• _The task_: Copy the records below word for word, leaving out the pictures.
▶
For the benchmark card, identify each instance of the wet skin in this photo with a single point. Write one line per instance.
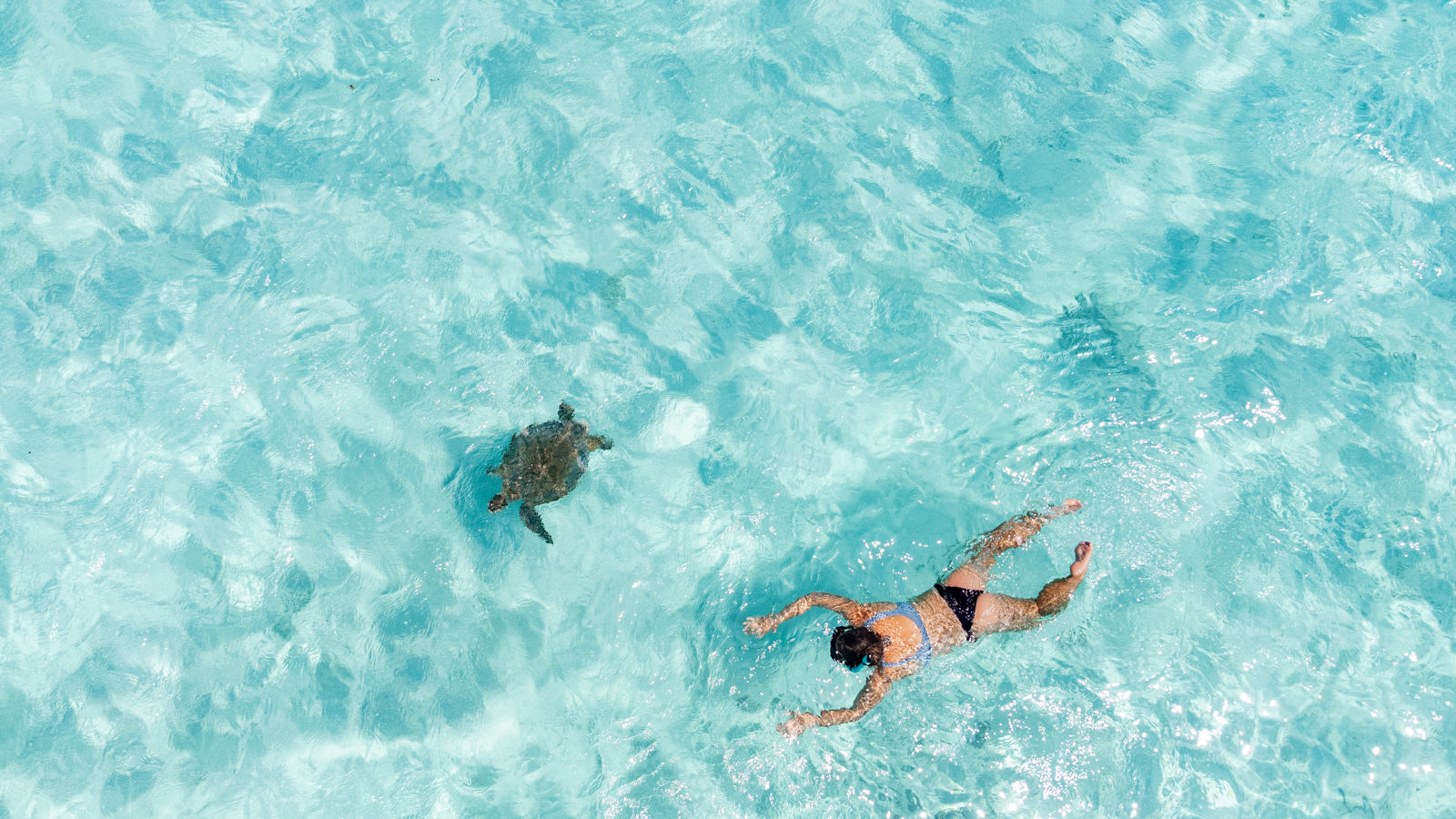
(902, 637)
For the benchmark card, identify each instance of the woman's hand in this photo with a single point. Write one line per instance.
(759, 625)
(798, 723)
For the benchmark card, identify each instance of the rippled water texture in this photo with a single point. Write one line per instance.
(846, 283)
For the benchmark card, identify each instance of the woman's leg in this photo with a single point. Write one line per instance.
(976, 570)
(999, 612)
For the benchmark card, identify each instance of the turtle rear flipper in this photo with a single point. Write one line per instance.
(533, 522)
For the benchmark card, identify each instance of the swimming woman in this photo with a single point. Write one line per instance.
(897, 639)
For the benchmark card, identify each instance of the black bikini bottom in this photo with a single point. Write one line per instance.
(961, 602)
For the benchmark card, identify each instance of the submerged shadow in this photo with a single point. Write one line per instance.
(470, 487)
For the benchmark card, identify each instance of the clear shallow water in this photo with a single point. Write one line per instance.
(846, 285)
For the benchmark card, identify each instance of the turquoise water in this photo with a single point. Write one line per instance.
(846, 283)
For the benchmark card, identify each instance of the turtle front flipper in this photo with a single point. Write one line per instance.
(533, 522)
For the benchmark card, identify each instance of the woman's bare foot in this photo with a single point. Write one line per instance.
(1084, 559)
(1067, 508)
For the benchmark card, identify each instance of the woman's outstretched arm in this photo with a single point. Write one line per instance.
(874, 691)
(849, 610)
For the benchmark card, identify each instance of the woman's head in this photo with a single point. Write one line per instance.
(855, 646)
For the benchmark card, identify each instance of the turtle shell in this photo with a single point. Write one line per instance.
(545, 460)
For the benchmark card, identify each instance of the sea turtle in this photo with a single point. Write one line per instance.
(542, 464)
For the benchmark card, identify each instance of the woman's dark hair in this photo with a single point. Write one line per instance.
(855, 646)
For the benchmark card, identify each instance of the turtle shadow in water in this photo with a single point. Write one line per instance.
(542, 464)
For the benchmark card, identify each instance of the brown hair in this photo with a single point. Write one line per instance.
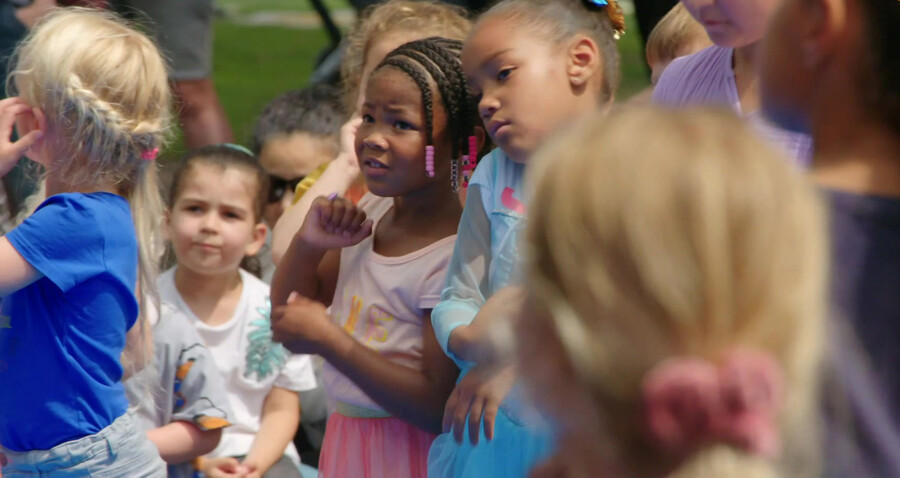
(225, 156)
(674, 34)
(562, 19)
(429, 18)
◀
• _Expected answer_:
For the benchmark card, identify each instance of the wet skin in this photo with a single point. Write one line per instance.
(902, 637)
For the benchmark card, identify each instance of the woman's hand in this photo with a single point. Write one line per instance.
(759, 625)
(798, 723)
For the benchmark card, identify each instance of the rippled water texture in this photo with a single point. Write one line per instance.
(846, 283)
For the benchmark card, identify each instance of the woman's leg in this photo with a single point. Write one line per instance.
(976, 570)
(999, 612)
For the benchmark card, identify each instance of the turtle rear flipper in this photo with a single point. Write one line per instance.
(533, 522)
For the benchmark card, identify each instance of the swimming woman in this photo with a single point. Write one line per instance.
(897, 639)
For the benchmark card, identify each instance of the black bikini bottom in this photo with a single point. Write one line per instance.
(961, 602)
For the benchmark card, identify each instance of the submerged shadow in this photo with a single point. Write one line per instance.
(470, 487)
For the benchmark card, identify each instance of the clear shallow water in this photo with a single point. Write one line per instance.
(846, 285)
For the benchmark card, identify each instance of the turquoise water in this photo with a single point. Write one line per instance.
(846, 283)
For the benchmark card, identify each instance of the turtle front flipper in this photo with a single point. Write one line per instance.
(533, 522)
For the benchmark card, identify each instance of the woman's bare foot in this photo with a single point. Write one line per instance.
(1084, 559)
(1067, 508)
For the benchmark card, identify each instance of the woman's outstretched arm in this photo with a single point. Write one line per instance.
(874, 691)
(849, 610)
For the benchmark card, identify each instance of the woman's head in this photo with a single point. Write one line per instance.
(855, 646)
For the benchmark card, identify each instance of the turtle shell in this photo with a single point. Write one line per instance.
(545, 460)
For the benchmark card, identify each instance of the sea turtle in this photo with a single point. Write one line per instance.
(542, 464)
For the benchmark card, identify each instance of the woman's dark hair in this photo with a single point. Write one line per instance.
(855, 646)
For the benchmark card, identify each instance of the turtle shadow in water in this photo with a single point. Write one line per instance.
(542, 464)
For the benchmark card, identify each instance of the brown hair in this photo with a single point. Write one line per instance.
(225, 156)
(674, 34)
(562, 19)
(429, 18)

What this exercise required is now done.